- WHAT IS EXPECTED
Please retype all of the data below word for word, leaving out the pictures.

------ DATA PROVIDED ------

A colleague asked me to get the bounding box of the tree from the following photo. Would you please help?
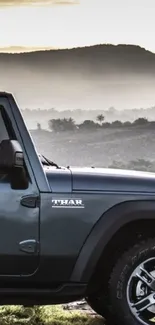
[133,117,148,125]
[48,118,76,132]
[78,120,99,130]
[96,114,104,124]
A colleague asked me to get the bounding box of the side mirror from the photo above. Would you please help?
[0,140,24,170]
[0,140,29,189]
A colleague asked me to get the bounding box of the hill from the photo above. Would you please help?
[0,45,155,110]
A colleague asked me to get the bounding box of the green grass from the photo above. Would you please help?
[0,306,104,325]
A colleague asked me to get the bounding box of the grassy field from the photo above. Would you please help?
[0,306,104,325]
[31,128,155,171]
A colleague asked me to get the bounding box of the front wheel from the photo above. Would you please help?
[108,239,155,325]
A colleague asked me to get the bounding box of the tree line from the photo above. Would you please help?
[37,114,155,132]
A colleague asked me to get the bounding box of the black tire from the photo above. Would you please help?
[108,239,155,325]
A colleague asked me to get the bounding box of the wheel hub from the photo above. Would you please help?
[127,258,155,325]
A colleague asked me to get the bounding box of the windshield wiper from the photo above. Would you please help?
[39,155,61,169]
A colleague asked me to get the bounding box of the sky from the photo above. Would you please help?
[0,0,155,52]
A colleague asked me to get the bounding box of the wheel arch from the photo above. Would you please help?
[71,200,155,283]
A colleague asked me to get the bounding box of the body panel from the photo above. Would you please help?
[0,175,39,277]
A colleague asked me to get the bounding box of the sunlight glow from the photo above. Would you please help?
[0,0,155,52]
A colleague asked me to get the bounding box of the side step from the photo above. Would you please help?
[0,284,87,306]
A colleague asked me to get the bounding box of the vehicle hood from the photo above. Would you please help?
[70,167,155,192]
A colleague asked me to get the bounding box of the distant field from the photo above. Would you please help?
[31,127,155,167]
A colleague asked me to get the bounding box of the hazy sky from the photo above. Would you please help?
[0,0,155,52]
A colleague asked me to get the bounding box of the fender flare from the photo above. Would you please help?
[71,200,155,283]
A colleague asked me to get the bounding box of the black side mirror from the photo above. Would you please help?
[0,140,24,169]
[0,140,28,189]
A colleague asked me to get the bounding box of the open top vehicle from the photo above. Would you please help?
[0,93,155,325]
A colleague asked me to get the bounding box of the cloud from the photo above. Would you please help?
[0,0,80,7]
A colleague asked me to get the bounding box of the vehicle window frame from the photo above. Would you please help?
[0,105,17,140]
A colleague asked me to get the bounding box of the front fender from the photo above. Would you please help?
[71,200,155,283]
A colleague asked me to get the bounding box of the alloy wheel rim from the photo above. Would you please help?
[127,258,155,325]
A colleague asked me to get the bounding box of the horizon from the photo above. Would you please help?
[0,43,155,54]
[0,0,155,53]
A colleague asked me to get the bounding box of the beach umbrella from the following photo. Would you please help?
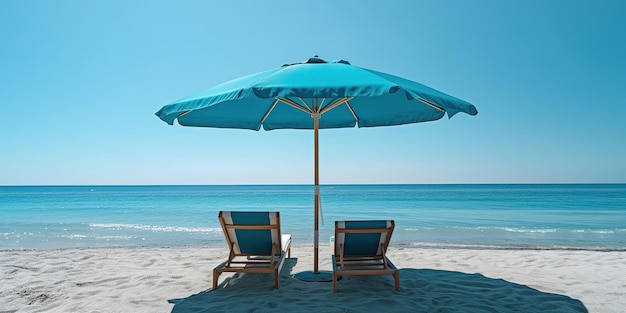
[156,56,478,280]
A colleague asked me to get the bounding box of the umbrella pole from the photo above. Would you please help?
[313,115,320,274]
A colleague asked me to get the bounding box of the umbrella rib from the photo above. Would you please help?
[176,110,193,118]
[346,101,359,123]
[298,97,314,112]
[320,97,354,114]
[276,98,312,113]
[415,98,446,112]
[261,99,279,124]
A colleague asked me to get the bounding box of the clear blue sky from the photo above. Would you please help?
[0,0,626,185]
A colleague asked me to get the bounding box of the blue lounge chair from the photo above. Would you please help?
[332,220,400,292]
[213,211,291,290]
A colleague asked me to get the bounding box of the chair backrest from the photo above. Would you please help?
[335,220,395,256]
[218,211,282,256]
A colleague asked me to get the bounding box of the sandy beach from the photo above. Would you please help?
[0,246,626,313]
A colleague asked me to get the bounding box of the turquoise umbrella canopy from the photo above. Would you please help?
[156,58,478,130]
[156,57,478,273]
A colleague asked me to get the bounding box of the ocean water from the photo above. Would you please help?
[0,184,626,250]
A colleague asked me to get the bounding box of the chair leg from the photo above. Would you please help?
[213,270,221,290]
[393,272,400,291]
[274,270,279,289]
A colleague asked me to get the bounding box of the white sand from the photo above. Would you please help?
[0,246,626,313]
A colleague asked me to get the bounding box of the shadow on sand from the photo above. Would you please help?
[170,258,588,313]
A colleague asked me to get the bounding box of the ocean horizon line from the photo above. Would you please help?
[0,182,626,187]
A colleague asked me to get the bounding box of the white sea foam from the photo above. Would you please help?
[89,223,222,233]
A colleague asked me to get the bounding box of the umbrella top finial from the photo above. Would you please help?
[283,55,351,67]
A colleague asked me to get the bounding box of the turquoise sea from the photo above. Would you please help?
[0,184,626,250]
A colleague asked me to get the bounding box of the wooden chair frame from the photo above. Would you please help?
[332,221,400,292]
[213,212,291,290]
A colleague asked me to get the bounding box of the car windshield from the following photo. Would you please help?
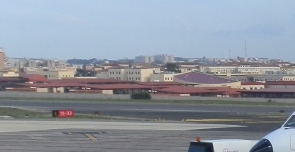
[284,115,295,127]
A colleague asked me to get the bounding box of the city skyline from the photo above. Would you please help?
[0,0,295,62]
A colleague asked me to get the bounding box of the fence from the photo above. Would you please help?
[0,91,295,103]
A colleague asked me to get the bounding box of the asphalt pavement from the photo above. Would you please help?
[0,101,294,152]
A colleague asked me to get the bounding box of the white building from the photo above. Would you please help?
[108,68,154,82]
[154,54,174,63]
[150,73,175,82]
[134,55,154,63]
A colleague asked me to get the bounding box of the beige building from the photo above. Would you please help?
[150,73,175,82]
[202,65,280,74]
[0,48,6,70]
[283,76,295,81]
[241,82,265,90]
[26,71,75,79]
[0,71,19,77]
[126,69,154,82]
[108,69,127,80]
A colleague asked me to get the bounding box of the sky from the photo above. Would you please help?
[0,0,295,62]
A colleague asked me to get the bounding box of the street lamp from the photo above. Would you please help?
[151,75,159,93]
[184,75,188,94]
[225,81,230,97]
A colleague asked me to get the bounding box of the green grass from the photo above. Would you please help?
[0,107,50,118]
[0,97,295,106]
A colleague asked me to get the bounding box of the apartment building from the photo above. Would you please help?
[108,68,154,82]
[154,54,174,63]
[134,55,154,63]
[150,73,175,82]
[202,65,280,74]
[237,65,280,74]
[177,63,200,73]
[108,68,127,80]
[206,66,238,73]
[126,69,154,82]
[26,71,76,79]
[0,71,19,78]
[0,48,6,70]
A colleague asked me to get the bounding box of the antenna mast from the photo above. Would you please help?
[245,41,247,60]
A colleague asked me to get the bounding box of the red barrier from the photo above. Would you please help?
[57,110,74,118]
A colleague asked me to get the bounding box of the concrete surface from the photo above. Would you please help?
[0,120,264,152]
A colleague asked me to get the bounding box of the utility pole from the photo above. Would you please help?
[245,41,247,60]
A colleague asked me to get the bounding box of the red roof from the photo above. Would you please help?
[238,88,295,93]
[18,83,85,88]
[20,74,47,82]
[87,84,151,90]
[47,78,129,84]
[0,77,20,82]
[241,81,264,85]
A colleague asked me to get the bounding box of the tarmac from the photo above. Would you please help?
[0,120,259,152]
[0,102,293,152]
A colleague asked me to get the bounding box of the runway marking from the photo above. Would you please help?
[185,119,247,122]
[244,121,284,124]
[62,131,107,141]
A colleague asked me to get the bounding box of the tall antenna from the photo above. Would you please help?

------

- SOLUTION TO THIS PROBLEM
A colleague asked me to get the bounding box of the tree from the following photo. Would you please help?
[133,117,148,125]
[48,118,76,132]
[78,120,99,130]
[96,114,104,124]
A colleague asked me to get the bounding box of the side mirror from the photo above. Would you please help?
[0,140,24,170]
[0,140,29,189]
A colleague asked me to get the bounding box of the hill from the photo above. Would you please help?
[0,45,155,110]
A colleague asked me to get the bounding box of the green grass from the photo above. Would you please help?
[0,306,104,325]
A colleague asked me to get the bounding box of the grassy field from the photo above. Would you please help?
[0,306,104,325]
[31,128,155,171]
A colleague asked me to get the bounding box of the front wheel from the photo above. Would you please help?
[108,239,155,325]
A colleague asked me to get the bounding box of the tree line from the photo above. Would you please help?
[37,114,155,132]
A colleague asked me to get the bounding box of the black tire from the photo above. Would you please help?
[108,239,155,325]
A colleague asked me to get the bounding box of the wheel hub from the photo above. Would you please help?
[127,258,155,325]
A colleague asked me to get the bounding box of the windshield wiper from the photo above. Would you please help?
[39,155,61,169]
A colleague asked me to get the bounding box of the sky from the photo above. Would you please help?
[0,0,155,52]
A colleague asked me to get the bounding box of the wheel arch from the photo above. Would you please help?
[71,200,155,283]
A colleague asked me to get the bounding box of the body panel from the photo above. Would you please help?
[0,175,39,277]
A colleague asked me to get the bounding box of the sunlight glow from the photo above. Would you please help?
[0,0,155,52]
A colleague asked me to get the bounding box of the side step from the photo above. Would you please help?
[0,284,87,306]
A colleague asked me to get the bounding box of the vehicle hood from the photo above. Would you please help?
[70,167,155,192]
A colleague asked me to get the bounding box of the distant field from the photo above. Would you please help?
[31,127,155,167]
A colleague asked me to get the bounding box of the hazy sky from the photo above. Would you please help?
[0,0,155,52]
A colleague asked me to get the bounding box of the fender flare from the photo above. Would you please help?
[71,200,155,283]
A colleague asked me to get the bounding box of the black side mirror from the photo above. Would you please help?
[0,140,24,169]
[0,140,28,189]
A colleague asked me to get the bounding box of the open top vehicle from the photo above. Would you please help?
[0,93,155,325]
A colleague asked me to get the bounding box of the cloud from the photo above. Would you please help?
[0,0,80,7]
A colleague asked me to get the bounding box of the vehicle window frame from the photo above. Would you please help?
[0,105,17,140]
A colleague asked me to get the bounding box of the front fender from the photo above. Would you please help?
[71,200,155,283]
A colleague asked me to get the bounding box of the alloy wheel rim from the photo above. Would you please help?
[127,258,155,325]
A colleague asked me to get the bounding box of the horizon from the photo above. Would you please help?
[0,43,155,54]
[0,0,155,53]
A colleague asked me to get the bounding box of the beach umbrella from the following photo. Would you please help?
[156,56,478,280]
A colleague asked me to get the bounding box of the umbrella pole from the photo above. Would you please help?
[313,115,320,274]
A colleague asked me to get the bounding box of the umbrella rib from the photo above. Would you please help?
[176,110,193,118]
[346,101,359,123]
[298,97,314,112]
[320,97,354,114]
[276,98,312,113]
[415,98,446,112]
[261,99,279,124]
A colleague asked me to get the bounding box of the clear blue sky from the photo above. Would you please help?
[0,0,626,185]
A colleague asked me to get the bounding box of the blue lounge chair from the photo above. Would you please help?
[332,220,400,292]
[213,211,291,290]
A colleague asked me to get the bounding box of the chair backrest from the photo above. Would you please help?
[335,220,395,256]
[218,211,282,256]
A colleague asked me to get the bounding box of the sandy beach from the photo above. Would you please help?
[0,246,626,313]
A colleague asked me to get the bounding box of the turquoise umbrella canopy from the photo above. Would you please help?
[156,58,478,130]
[156,57,478,273]
A colleague asked me to get the bounding box of the ocean water from the photo above. Would you please help?
[0,184,626,250]
A colleague asked me to get the bounding box of the chair leg from the photo above. Would you please help?
[213,270,221,290]
[393,272,400,291]
[274,270,279,289]
A colleague asked me to get the bounding box of the white sand from the photo above. Would you please help?
[0,246,626,313]
A colleague asked me to get the bounding box of the shadow on sand from the photo above. Would you please help?
[170,258,588,313]
A colleague asked me to get the bounding box of the ocean horizon line from the photo above. Would you please help?
[0,182,626,187]
A colleague asked me to get the bounding box of the white sea foam from the photo above. Would you please help?
[89,223,222,233]
A colleague asked me to get the bounding box of the umbrella top finial from the photo above. Would you please help?
[283,55,351,67]
A colleague asked me to get the bounding box of the turquoise sea from the photo above. Would you please help?
[0,184,626,250]
A colleague asked me to get the bounding box of the wooden chair frame from the photo above. Would you please help?
[332,221,400,292]
[213,212,291,290]
A colleague asked me to get the bounding box of the car windshield from the following photo. Would you please help?
[284,115,295,127]
A colleague asked me to get the bounding box of the city skyline from the photo above. Would you please help?
[0,0,295,62]
A colleague asked me to get the bounding box of the fence from the photo above. Would you please help?
[0,91,295,103]
A colleague asked me to get the bounding box of the asphalt pavement from the photo above. Would you please help?
[0,101,294,152]
A colleague asked me to get the bounding box of the white building from the photo above. Would you please help?
[108,68,154,82]
[154,54,174,63]
[150,73,175,82]
[134,55,154,63]
A colleague asked me to get the bounding box of the beige building from the photo above. Would you please help?
[150,73,175,82]
[202,65,280,74]
[0,48,6,70]
[283,76,295,81]
[241,82,265,90]
[26,71,75,79]
[0,71,19,77]
[126,69,154,82]
[108,69,127,80]
A colleague asked me to get the bounding box of the sky from the photo above. Would you please help?
[0,0,295,62]
A colleague asked me to get the bounding box of the street lamp from the photo above. Would you please help?
[151,75,159,93]
[184,75,188,94]
[225,81,230,97]
A colleague asked me to get the bounding box of the green grass from the photo above. Would you please help?
[0,107,50,118]
[0,97,295,106]
A colleague asked me to get the bounding box of the apartment building from the photo above. Would you please help?
[108,68,154,82]
[154,54,174,63]
[134,55,154,63]
[150,73,175,82]
[202,65,280,74]
[237,65,280,74]
[177,63,200,73]
[108,68,127,80]
[206,66,238,73]
[126,69,154,82]
[26,71,76,79]
[0,71,19,78]
[0,48,6,70]
A colleague asked me to get the bounding box of the antenna mast from the photo above. Would you please help?
[245,41,247,60]
A colleague asked me to get the bounding box of the red barrier from the photo above. Would you please help?
[57,110,74,118]
A colleague asked me to get the bounding box of the concrete surface from the photo above. Would you please help?
[0,120,264,152]
A colleague asked me to get the bounding box of the utility pole from the photo above. Would you please help?
[245,41,247,60]
A colleague asked me to get the bounding box of the red roof from the photo above. Would you please help?
[238,88,295,93]
[18,83,85,88]
[20,74,47,82]
[87,84,151,90]
[47,78,129,84]
[0,77,20,82]
[241,81,264,85]
A colleague asked me to get the bounding box of the tarmac from the photo above. Would you please help?
[0,120,259,152]
[0,102,293,152]
A colleague asked me to get the bounding box of the runway marking from the photo above. Would you please help?
[185,119,247,122]
[244,121,284,124]
[62,131,107,141]
A colleague asked me to get the bounding box of the tall antenna from the photo above. Would you please help?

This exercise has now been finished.